■ **Given text**
[LeetCode1171] Remove Zero Sum Consecutive Nodes from Linked List

题目链接

Description

Given the head of a linked list, we repeatedly delete consecutive sequences of nodes that sum to 0 until there are no such sequences.

After doing so, return the head of the final linked list.  You may return any such answer.

(Note that in the examples below, all sequences are serializations of ListNode objects.)

Example 1

Input: head = [1,2,-3,3,1]
Output: [3,1]
Note: The answer [1,2,1] would also be accepted.

Example 2

Input: head = [1,2,3,-3,4]
Output: [1,2,4]

Example 3

Input: head = [1,2,3,-3,-2]
Output: [1]

Constraints

  • The given linked list will contain between 1 and 1000 nodes.
  • Each node in the linked list has -1000 <= node.val <= 1000.

Solution

if prefixSum[i] = prefixSum[j], erase from i to j.

Code

One Hash (WA)

One Hash is not Enough
with the example
[1,3,2,-3,-2,5,5,-5,1]

# Definition for singly-linked list.
# class ListNode:
#     def __init__(self, x):
#         self.val = x
#         self.next = None
class Solution:
    def removeZeroSumSublists(self, head: ListNode) -> ListNode:
        dummyNode = ListNode(0)
        dummyNode.next = currentNode = head
        prefixSum = 0
        prefixMap = {0:dummyNode}
        while currentNode:
            prefixSum += currentNode.val
            if prefixSum in prefixMap:
                prefixMap[prefixSum].next = currentNode.next
            else:
                prefixMap[prefixSum] = currentNode
            currentNode = currentNode.next
        return dummyNode.next

One Hash with rollback

# Definition for singly-linked list.

■ **Entries provided**

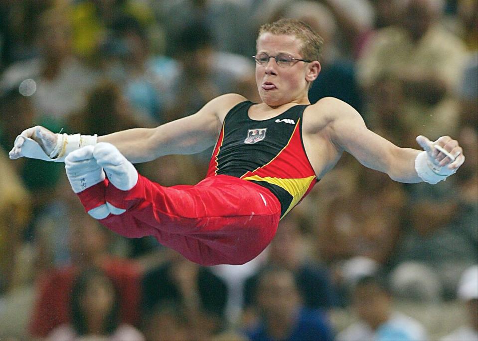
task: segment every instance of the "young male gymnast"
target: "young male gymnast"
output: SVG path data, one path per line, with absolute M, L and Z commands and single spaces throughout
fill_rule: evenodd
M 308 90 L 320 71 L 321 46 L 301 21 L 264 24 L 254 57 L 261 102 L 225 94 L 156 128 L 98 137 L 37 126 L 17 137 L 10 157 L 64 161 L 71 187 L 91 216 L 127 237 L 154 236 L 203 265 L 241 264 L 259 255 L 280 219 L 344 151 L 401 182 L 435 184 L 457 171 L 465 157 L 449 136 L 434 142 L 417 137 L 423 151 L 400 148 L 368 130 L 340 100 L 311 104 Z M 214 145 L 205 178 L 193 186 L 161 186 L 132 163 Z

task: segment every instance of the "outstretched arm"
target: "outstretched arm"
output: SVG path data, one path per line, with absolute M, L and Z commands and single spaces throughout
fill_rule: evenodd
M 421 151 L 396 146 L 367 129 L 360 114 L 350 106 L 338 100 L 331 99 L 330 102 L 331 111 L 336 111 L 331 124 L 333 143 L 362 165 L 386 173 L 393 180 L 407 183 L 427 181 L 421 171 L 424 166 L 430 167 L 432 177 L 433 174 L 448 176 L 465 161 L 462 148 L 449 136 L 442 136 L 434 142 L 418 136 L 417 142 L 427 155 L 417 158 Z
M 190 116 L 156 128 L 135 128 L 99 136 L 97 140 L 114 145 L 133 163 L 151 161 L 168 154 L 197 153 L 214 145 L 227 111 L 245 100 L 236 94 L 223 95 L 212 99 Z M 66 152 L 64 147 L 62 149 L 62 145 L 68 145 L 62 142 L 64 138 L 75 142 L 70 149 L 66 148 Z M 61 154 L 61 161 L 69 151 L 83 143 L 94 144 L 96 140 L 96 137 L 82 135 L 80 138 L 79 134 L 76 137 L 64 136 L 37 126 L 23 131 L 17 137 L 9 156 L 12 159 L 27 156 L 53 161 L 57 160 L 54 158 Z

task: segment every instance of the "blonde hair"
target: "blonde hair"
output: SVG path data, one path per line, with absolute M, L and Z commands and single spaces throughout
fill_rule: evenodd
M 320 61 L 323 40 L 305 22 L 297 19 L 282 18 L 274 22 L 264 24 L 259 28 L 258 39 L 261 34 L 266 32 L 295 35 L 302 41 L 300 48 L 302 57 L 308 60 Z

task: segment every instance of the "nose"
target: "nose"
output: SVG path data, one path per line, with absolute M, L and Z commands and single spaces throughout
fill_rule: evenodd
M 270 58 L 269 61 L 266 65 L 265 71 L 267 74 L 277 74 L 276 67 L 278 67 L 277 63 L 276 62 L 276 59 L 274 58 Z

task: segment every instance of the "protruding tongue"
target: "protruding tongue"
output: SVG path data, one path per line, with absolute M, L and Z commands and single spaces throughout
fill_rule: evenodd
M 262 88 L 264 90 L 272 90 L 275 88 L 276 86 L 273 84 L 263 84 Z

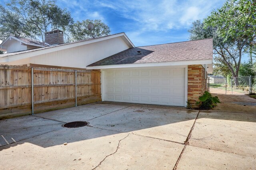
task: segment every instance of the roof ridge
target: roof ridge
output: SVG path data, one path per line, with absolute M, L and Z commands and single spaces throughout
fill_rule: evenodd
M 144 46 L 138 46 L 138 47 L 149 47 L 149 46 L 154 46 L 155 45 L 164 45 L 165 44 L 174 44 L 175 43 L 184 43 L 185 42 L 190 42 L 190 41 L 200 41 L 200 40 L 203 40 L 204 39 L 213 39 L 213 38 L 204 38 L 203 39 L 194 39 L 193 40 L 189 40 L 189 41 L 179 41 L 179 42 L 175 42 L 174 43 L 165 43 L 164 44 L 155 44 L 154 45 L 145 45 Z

...

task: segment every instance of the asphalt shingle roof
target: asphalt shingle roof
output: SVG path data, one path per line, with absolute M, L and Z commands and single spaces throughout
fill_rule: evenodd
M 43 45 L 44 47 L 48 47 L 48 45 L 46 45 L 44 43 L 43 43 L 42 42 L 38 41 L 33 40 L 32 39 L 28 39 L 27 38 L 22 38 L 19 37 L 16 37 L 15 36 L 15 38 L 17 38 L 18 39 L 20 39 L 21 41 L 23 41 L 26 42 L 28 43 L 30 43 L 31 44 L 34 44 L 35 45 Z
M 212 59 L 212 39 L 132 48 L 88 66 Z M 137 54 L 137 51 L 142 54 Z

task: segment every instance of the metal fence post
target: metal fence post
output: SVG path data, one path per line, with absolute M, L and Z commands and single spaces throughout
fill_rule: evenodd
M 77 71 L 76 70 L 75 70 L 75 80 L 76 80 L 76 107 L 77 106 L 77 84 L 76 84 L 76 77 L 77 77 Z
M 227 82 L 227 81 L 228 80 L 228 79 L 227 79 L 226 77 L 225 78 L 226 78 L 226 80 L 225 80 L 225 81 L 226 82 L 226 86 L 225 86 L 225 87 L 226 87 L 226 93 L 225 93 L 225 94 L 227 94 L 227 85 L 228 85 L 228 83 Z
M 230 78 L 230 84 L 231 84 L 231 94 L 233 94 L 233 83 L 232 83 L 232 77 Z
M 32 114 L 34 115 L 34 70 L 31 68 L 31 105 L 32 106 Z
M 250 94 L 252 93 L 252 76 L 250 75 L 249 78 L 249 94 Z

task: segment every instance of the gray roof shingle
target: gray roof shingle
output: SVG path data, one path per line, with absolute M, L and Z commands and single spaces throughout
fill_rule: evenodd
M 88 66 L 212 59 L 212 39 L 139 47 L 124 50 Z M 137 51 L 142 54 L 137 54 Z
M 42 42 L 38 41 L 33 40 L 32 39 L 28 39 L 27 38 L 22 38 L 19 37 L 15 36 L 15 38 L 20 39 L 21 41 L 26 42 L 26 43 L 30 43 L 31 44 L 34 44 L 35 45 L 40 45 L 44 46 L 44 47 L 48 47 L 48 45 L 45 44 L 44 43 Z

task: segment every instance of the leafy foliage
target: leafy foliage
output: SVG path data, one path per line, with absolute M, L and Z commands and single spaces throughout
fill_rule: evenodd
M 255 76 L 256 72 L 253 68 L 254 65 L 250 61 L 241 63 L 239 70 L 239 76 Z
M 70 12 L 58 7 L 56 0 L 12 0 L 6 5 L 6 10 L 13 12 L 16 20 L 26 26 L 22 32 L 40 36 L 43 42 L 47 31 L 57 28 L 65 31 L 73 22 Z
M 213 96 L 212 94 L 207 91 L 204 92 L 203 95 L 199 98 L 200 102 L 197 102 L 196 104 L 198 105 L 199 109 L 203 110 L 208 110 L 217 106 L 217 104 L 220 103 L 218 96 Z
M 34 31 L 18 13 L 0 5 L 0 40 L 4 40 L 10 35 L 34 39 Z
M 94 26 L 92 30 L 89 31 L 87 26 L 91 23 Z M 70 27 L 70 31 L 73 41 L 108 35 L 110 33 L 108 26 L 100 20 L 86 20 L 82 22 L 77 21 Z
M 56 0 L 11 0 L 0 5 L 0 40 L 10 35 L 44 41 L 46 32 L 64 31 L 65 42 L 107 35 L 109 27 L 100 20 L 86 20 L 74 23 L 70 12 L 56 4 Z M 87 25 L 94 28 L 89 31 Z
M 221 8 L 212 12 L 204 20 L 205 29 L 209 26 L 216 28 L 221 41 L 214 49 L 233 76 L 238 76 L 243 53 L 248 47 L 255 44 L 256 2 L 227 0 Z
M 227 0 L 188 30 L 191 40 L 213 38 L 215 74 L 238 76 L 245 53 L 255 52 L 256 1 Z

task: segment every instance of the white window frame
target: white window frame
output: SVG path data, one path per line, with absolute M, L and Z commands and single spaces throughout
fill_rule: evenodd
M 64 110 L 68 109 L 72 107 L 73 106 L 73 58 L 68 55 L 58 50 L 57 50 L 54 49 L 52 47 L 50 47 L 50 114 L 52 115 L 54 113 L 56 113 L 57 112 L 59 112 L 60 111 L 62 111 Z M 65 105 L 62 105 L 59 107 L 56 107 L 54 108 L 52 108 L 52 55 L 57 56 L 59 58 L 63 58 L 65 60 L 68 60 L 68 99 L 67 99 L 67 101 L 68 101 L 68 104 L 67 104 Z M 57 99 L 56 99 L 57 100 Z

■ **Written tasks**
**A)** Answer these questions using the zero-sum linked list text, one answer per line and marked like the questions.
(i) What output is shown for Example 2?
(ii) How many nodes can the given linked list contain?
(iii) Which list is given to show that one hash is not enough?
**B)** Decide whether each statement below agrees with the zero-sum linked list text. Answer yes or no for each and quote the words from the text that settle it.
(i) For Example 1, the answer [1,2,1] would also be accepted.
(ii) A node's value may be as large as 5000.
(iii) In the code, prefixMap starts out with 0 mapped to the dummy node.

■ **Final results**
**A)**
(i) [1,2,4]
(ii) Between 1 and 1000 nodes.
(iii) [1,3,2,-3,-2,5,5,-5,1]

**B)**
(i) Yes: "Note: The answer [1,2,1] would also be accepted."
(ii) No: "Each node in the linked list has -1000 <= node.val <= 1000."
(iii) Yes: "prefixMap = {0:dummyNode}"